**PROBLEM TO SOLVE:**
Retype these lines exactly as they appear.

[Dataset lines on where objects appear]
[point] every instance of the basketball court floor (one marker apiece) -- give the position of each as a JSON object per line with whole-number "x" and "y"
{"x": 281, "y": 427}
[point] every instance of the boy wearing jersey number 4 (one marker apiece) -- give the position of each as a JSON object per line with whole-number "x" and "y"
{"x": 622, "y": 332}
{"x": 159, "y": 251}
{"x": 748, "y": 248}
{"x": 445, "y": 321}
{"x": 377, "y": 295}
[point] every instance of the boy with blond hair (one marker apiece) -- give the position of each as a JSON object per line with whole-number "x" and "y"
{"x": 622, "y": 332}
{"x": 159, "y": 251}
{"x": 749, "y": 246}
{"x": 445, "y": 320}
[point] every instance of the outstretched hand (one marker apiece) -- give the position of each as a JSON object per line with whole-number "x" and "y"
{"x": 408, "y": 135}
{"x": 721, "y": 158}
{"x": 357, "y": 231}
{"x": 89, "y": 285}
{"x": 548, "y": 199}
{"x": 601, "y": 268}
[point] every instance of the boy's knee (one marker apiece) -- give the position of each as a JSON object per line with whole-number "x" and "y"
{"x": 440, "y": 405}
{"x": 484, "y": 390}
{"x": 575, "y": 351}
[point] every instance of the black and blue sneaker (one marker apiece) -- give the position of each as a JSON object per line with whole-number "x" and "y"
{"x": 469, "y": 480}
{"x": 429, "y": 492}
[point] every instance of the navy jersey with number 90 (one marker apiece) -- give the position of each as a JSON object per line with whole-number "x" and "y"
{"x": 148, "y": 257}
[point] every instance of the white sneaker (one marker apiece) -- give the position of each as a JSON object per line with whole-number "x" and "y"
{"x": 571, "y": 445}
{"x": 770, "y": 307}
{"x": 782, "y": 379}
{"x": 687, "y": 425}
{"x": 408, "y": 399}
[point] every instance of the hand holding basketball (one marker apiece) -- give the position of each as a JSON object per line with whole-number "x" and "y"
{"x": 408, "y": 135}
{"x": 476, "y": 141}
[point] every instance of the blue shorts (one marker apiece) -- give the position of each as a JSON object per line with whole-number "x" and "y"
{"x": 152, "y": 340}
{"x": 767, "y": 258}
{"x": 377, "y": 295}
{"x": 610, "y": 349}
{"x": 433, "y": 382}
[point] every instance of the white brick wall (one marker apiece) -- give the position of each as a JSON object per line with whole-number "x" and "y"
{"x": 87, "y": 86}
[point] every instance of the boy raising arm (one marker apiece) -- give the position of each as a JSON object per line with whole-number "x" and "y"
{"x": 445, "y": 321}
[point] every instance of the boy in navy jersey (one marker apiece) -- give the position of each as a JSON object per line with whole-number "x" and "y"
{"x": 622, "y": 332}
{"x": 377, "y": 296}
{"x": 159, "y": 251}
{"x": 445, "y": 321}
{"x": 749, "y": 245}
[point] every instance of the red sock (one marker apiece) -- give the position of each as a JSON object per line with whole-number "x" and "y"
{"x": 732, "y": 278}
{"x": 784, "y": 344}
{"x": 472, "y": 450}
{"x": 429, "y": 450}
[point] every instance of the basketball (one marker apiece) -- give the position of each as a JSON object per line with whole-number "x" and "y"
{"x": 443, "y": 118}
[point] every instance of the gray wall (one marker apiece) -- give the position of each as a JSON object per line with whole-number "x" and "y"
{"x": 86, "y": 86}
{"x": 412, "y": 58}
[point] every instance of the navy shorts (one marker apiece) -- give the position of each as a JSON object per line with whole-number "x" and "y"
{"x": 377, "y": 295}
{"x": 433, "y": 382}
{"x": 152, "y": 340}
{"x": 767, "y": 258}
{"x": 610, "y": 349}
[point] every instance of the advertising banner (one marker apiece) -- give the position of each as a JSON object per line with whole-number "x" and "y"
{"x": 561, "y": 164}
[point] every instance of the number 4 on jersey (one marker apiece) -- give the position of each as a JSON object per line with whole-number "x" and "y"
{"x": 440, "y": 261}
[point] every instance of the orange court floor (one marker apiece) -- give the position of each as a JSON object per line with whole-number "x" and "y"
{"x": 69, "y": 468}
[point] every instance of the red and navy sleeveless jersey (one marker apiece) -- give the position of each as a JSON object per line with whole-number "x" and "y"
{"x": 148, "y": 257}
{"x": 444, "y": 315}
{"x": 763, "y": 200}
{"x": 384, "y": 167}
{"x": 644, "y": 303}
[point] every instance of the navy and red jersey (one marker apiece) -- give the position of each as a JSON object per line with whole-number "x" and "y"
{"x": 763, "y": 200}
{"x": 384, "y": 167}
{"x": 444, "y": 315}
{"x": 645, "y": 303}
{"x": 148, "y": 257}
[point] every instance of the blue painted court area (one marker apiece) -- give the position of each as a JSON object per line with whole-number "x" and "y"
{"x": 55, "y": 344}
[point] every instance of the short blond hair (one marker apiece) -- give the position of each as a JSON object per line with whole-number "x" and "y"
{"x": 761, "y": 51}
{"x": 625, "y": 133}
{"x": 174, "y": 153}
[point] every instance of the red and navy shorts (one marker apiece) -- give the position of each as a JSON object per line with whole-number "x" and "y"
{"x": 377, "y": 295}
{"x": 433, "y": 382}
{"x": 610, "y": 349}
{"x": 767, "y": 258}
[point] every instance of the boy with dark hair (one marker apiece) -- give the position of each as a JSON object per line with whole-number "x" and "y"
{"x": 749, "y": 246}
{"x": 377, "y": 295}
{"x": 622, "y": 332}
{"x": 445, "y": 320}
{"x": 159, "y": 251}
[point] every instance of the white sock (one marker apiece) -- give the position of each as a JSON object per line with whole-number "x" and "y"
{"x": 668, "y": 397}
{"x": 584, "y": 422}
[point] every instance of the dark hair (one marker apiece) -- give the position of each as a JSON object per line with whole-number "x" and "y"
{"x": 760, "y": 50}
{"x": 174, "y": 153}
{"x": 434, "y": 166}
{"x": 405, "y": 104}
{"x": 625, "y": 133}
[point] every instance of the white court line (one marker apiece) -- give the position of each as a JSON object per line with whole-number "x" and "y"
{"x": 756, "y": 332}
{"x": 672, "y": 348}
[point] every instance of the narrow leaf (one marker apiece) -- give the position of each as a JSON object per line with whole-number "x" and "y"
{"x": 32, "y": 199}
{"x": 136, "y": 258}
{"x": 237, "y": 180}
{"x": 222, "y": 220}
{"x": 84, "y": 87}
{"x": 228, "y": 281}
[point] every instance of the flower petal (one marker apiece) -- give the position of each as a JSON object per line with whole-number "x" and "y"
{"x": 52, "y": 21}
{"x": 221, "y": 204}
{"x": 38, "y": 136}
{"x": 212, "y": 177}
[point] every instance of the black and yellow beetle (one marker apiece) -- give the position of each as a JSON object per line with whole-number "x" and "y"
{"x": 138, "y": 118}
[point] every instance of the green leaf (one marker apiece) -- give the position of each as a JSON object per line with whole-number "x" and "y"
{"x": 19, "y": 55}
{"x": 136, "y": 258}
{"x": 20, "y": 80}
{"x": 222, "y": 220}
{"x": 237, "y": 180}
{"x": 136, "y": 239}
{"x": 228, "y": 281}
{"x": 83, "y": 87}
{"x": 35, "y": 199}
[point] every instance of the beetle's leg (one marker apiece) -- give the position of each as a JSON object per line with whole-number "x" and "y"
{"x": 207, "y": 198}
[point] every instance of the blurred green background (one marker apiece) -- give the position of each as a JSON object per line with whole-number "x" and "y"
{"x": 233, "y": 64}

**REPLY:**
[point] every instance of the basketball court floor (one marker apiece) -- give the position of each as a JSON object per line with whole-number "x" and "y"
{"x": 281, "y": 427}
[point] every instance of the boy wearing jersey number 4 (one marker apiece) -- give the position of each as a JSON object per line with whole-number "x" and "y"
{"x": 622, "y": 332}
{"x": 159, "y": 251}
{"x": 748, "y": 248}
{"x": 445, "y": 321}
{"x": 377, "y": 295}
[point] every instance of the boy with blond hair (one marker apiece) -- give the position of each as a JSON object per line with whole-number "x" and "y"
{"x": 622, "y": 332}
{"x": 159, "y": 251}
{"x": 749, "y": 246}
{"x": 445, "y": 320}
[point] every instance of the outstretched hand (one marker apiece) -- give the position of each as a JSON object per line with whole-number "x" and "y"
{"x": 408, "y": 135}
{"x": 721, "y": 158}
{"x": 357, "y": 231}
{"x": 89, "y": 285}
{"x": 548, "y": 199}
{"x": 601, "y": 268}
[point] every instance of the boy's knee (one marker apiece) -- give the position of each as a JSON object per line with whole-number "x" and "y"
{"x": 440, "y": 405}
{"x": 484, "y": 390}
{"x": 575, "y": 351}
[point] every instance of the black and blue sneaker (one marker apiece) -- give the position of each as a JSON object per line with whole-number "x" and "y"
{"x": 469, "y": 480}
{"x": 429, "y": 492}
[point] every instance of the navy jersey with number 90 (one marker apiece) -- give the position of each as a JSON object per line with whole-number "x" and "y"
{"x": 148, "y": 257}
[point] every instance of the white sneaker (one marker apiece) -- give the position of each as a JSON object per line with whole-number "x" and "y"
{"x": 571, "y": 445}
{"x": 770, "y": 307}
{"x": 782, "y": 379}
{"x": 687, "y": 425}
{"x": 408, "y": 399}
[point] every instance of the hand holding basketball (one marker apiece) -- give the position of each as a JSON object per line with whole-number "x" and "y"
{"x": 408, "y": 135}
{"x": 476, "y": 141}
[point] every instance of the blue shorts (one marker apiece) -- give the position of each as a JSON object per line with whole-number "x" and "y"
{"x": 152, "y": 340}
{"x": 767, "y": 258}
{"x": 377, "y": 295}
{"x": 610, "y": 349}
{"x": 433, "y": 382}
[point] every instance of the white brick wall (one marker apiece) -- give the position of each as a JSON object per line with whole-number "x" and "y"
{"x": 87, "y": 86}
[point] every instance of the boy raising arm (one marker apiece) -- give the position of each as a JSON object per line with whole-number "x" and "y"
{"x": 445, "y": 321}
[point] every instance of the boy in navy jersey (one marker apiece) -- give the position of each as a JSON object per line with whole-number "x" and "y"
{"x": 622, "y": 332}
{"x": 377, "y": 296}
{"x": 159, "y": 251}
{"x": 445, "y": 321}
{"x": 749, "y": 245}
[point] every instance of the red sock (one marker apiece) -- give the position of each as a JSON object per line with whole-number "x" and "y"
{"x": 732, "y": 278}
{"x": 784, "y": 344}
{"x": 472, "y": 450}
{"x": 429, "y": 450}
[point] every instance of the basketball (one marker apiece) -- give the position of each as a JSON object per line with whole-number "x" and "y"
{"x": 443, "y": 118}
[point] every instance of the gray wall (one marker apiece) -- give the position of each as a JSON object per line with whole-number "x" and "y"
{"x": 86, "y": 86}
{"x": 412, "y": 58}
[point] every instance of the navy shorts (one marker apiece) -- give the position of each as a JSON object per line with whole-number "x" and "y"
{"x": 377, "y": 295}
{"x": 433, "y": 382}
{"x": 152, "y": 340}
{"x": 767, "y": 258}
{"x": 610, "y": 349}
[point] every instance of the advertising banner (one marker apiece) -- give the position of each as a JSON object per line with whole-number "x" and "y"
{"x": 561, "y": 164}
[point] every instance of the number 4 on jersey (one marker apiece) -- give the position of each as a JSON object per line with whole-number "x" and "y"
{"x": 440, "y": 261}
[point] every instance of the orange court floor (one marker apiece) -- give the position of each as a JSON object per line with whole-number "x" and "y"
{"x": 69, "y": 468}
[point] every instance of the red and navy sleeveless jersey (one marker apiece) -- give the position of each as a JSON object per line with whole-number "x" and "y"
{"x": 148, "y": 257}
{"x": 444, "y": 315}
{"x": 763, "y": 200}
{"x": 384, "y": 167}
{"x": 644, "y": 303}
[point] every instance of the navy and red jersey (one marker apiece) -- give the position of each as a JSON object per line with whole-number "x" and "y"
{"x": 763, "y": 200}
{"x": 384, "y": 167}
{"x": 444, "y": 315}
{"x": 645, "y": 303}
{"x": 148, "y": 257}
[point] every instance of the blue painted court area (one marker apiece) -- give the position of each as a JSON object per line with whole-number "x" and "y"
{"x": 55, "y": 344}
[point] every instance of the short blond hair (one marker apiece) -- give the position of each as a JSON object per line with whole-number "x" and "y"
{"x": 761, "y": 51}
{"x": 625, "y": 133}
{"x": 174, "y": 153}
[point] every instance of the red and navy shorts (one marker apiece) -- give the position of each as a JSON object per line with whole-number "x" and "y"
{"x": 377, "y": 295}
{"x": 433, "y": 382}
{"x": 610, "y": 349}
{"x": 767, "y": 258}
[point] every instance of the boy with dark hair (one marker apiece) -- give the position of each as a JSON object per line with whole-number "x" and "y"
{"x": 749, "y": 246}
{"x": 377, "y": 295}
{"x": 622, "y": 332}
{"x": 445, "y": 320}
{"x": 159, "y": 251}
[point] every instance of the white sock (one marker apiece) -- give the position of each as a JSON object per line with whole-number "x" and "y"
{"x": 668, "y": 397}
{"x": 584, "y": 422}
[point] every instance of the dark hair (one marker apiece) -- give the position of each as a JSON object per line with whole-number "x" and "y"
{"x": 760, "y": 50}
{"x": 174, "y": 153}
{"x": 434, "y": 166}
{"x": 405, "y": 104}
{"x": 625, "y": 133}
[point] every instance of the white court line (one marker apiece) -- give the position of each as a JSON object per line with whole-number "x" and "y"
{"x": 756, "y": 332}
{"x": 672, "y": 348}
[point] every instance of the narrow leaf (one marker apiece) -- give the position of each as a JSON object per line with whole-number "x" and "y"
{"x": 32, "y": 199}
{"x": 136, "y": 258}
{"x": 237, "y": 180}
{"x": 222, "y": 220}
{"x": 84, "y": 87}
{"x": 228, "y": 281}
[point] every instance of the flower petal (one marker apiece) -- give the position of each as a JSON object per line with whole-number "x" and "y"
{"x": 52, "y": 21}
{"x": 221, "y": 204}
{"x": 38, "y": 136}
{"x": 212, "y": 177}
[point] every instance of the black and yellow beetle (one marker apiece) -- give the position of each as a JSON object per line with whole-number "x" and "y"
{"x": 138, "y": 118}
[point] every instance of the green leaf (one marker apiece) -- give the position of each as a JSON object per line with whole-number "x" and "y"
{"x": 19, "y": 55}
{"x": 136, "y": 258}
{"x": 20, "y": 80}
{"x": 222, "y": 220}
{"x": 237, "y": 180}
{"x": 136, "y": 239}
{"x": 228, "y": 281}
{"x": 83, "y": 87}
{"x": 35, "y": 199}
[point] every instance of the beetle's leg (one marker apiece) -- give the position of each as a JSON object per line with whole-number "x" and "y"
{"x": 207, "y": 198}
[point] every instance of the blurred green background (one marker apiece) -- give the position of each as a JSON object per line with whole-number "x" and "y"
{"x": 233, "y": 64}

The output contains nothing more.